(Records of labeled boxes)
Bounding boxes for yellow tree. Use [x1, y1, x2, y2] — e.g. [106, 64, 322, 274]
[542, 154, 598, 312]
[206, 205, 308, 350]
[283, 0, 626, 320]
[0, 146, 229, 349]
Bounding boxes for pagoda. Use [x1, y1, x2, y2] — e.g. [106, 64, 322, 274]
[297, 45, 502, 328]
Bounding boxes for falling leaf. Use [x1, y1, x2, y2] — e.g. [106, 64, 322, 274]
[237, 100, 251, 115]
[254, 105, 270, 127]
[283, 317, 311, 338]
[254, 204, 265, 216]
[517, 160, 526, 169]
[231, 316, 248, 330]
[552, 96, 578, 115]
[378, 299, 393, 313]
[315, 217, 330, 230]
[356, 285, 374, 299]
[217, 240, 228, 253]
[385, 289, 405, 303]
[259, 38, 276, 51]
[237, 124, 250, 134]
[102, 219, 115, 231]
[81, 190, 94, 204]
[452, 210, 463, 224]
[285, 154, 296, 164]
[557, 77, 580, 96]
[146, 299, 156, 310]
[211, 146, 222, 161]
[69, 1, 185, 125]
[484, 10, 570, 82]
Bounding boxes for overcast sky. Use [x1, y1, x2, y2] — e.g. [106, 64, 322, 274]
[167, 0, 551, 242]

INSTRUCTIONS FOR THE TASK: How many lines in the items above contain the word "Bounding"? Give only the number.

PROBLEM SOLUTION: 4